::: Information supplied
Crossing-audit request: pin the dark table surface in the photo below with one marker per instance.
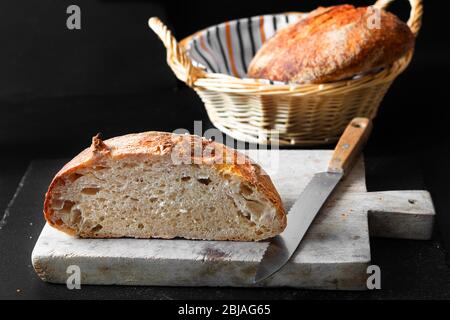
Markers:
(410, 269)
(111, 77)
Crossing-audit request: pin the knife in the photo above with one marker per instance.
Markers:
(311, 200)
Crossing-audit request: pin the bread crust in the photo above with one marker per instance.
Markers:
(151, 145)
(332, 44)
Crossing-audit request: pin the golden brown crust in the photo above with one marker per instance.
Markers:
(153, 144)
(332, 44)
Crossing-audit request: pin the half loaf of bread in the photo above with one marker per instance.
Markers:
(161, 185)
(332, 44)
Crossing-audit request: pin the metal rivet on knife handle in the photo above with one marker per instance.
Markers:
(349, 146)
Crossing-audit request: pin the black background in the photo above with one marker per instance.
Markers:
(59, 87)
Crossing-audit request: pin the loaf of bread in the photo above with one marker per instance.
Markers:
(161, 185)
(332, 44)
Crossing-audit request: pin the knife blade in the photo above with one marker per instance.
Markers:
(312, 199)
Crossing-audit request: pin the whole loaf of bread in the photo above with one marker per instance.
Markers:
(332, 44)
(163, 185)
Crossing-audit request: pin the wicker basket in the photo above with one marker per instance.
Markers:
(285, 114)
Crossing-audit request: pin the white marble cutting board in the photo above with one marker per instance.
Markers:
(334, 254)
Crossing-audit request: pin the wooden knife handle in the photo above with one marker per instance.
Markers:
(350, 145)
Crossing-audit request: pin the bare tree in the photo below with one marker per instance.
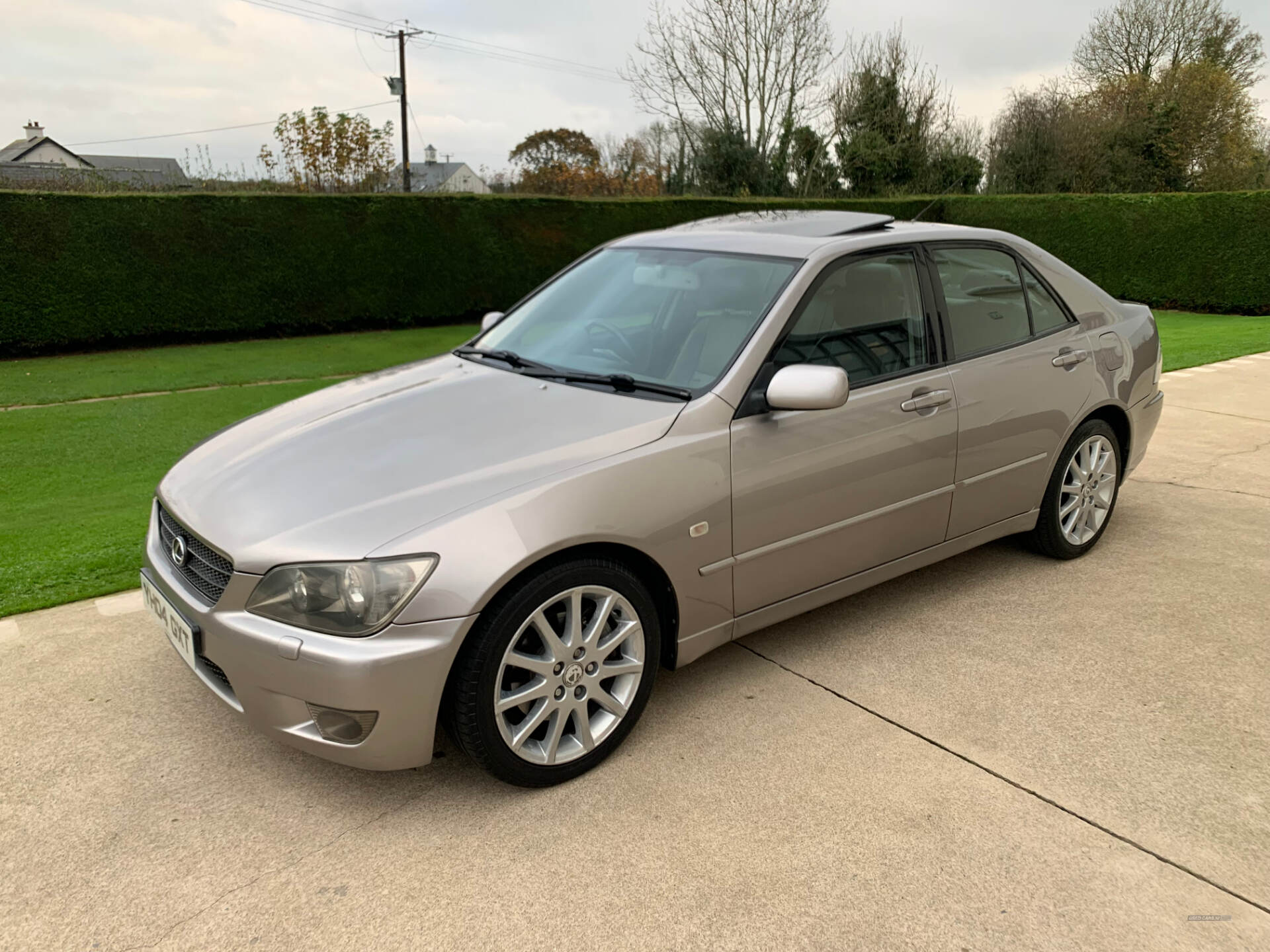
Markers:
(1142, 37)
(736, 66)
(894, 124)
::::::
What the task asks:
Output all of the entries verbatim, leaving out any images.

Final answer:
Crossing-audit request: pin the dark table surface in the photo below with one marker per instance.
Markers:
(410, 269)
(111, 77)
Crossing-audit request: pin the knife in the photo above with one marker per instance.
Markers:
(311, 200)
Crossing-audit request: pin the bread crust in the photo above with one marker per instance.
Markers:
(151, 145)
(332, 44)
Crossing-audit request: pin the golden brown crust in the photo above with one marker per instance.
Markers:
(153, 144)
(332, 44)
Crossing-audit request: pin the half loaf of bread in the photo above with one marker per instance.
Markers:
(161, 185)
(332, 44)
Crossing-audit request: pin the metal rivet on knife handle in the photo above with one marker per instance.
Markers:
(349, 146)
Crossing-audit request: pin the black background in the photo above with one marker per instance.
Markers:
(59, 87)
Crossing-audit request: pin the loaf of bread in the photo above with one marker per instance.
Markers:
(161, 185)
(332, 44)
Crossing-audit request: pin the knife blade in the photo above with one marker per instance.
Markers:
(312, 199)
Crossing-audit request: pin the whole loaf of bread in the photo above with one marker per instance.
Markers:
(332, 44)
(163, 185)
Crossing-audit request: pin the wicker basket in the photo above with one marker per instance.
Markers:
(285, 114)
Crossing-audit request: pin the white marble cutting board in the photo above with one marker per instance.
Markers:
(334, 254)
Crossing-audit request: pin the wooden knife handle in the photo above with one marker per instance.
Markers:
(350, 145)
Crossing-audit request: pin the bare tree in the photo below with one marker per instance.
Markers:
(1142, 37)
(736, 66)
(894, 124)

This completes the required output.